═══ EXERCISE MATERIALS

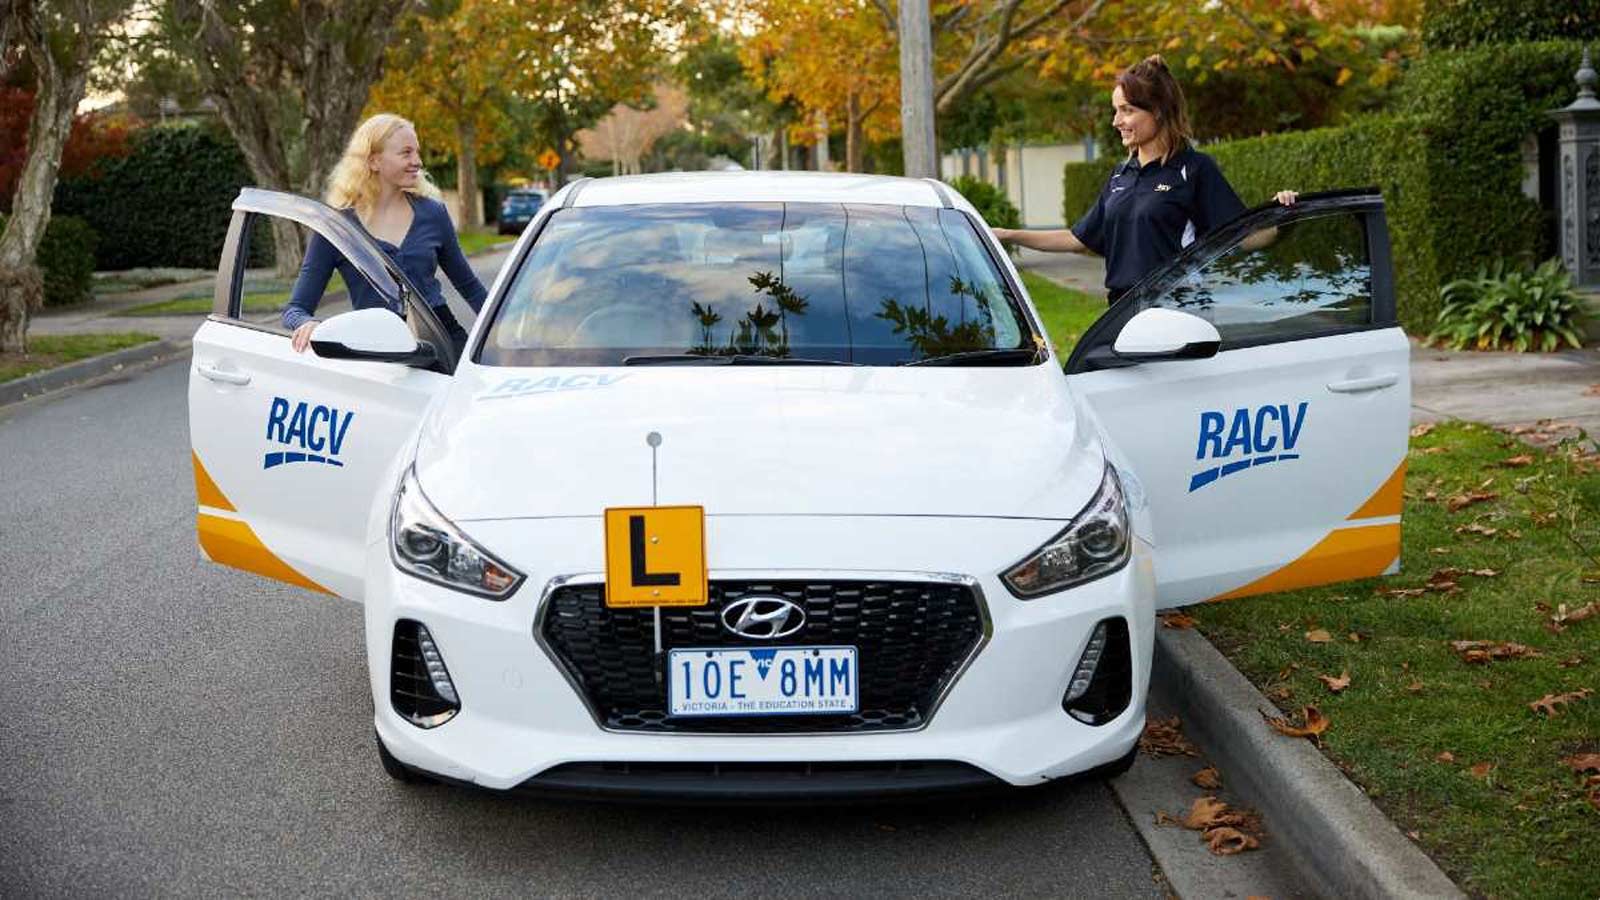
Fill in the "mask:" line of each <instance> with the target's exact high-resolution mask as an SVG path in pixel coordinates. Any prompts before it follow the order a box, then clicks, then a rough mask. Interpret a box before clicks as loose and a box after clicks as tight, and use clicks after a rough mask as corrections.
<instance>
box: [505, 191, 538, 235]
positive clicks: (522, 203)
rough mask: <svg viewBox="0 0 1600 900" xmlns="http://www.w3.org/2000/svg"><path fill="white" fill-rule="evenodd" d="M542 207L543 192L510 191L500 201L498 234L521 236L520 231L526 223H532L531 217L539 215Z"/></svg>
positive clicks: (526, 224) (520, 233)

══════

*PROBLEM DESCRIPTION*.
Rewrite all of the lines above, changing "rough mask" to "coarse mask" wherever it appears and keeping everything else the same. Leave out the pictures.

*RESULT*.
Fill in the "mask:" line of each <instance> with the target's exact high-resolution mask as an SVG path in pixel coordinates. Any prompts before it follow the order a box, then clicks, then a coarse mask. Interpret a box before clicks as loose and a box after clicks as tight, and use clicks after a coarse mask as corrections.
<instance>
box: [505, 191, 538, 235]
positive clicks: (522, 203)
coarse mask: <svg viewBox="0 0 1600 900" xmlns="http://www.w3.org/2000/svg"><path fill="white" fill-rule="evenodd" d="M542 207L543 192L510 191L500 201L498 234L521 236L520 231L526 223H532L531 217L539 215Z"/></svg>
positive clicks: (526, 224) (520, 233)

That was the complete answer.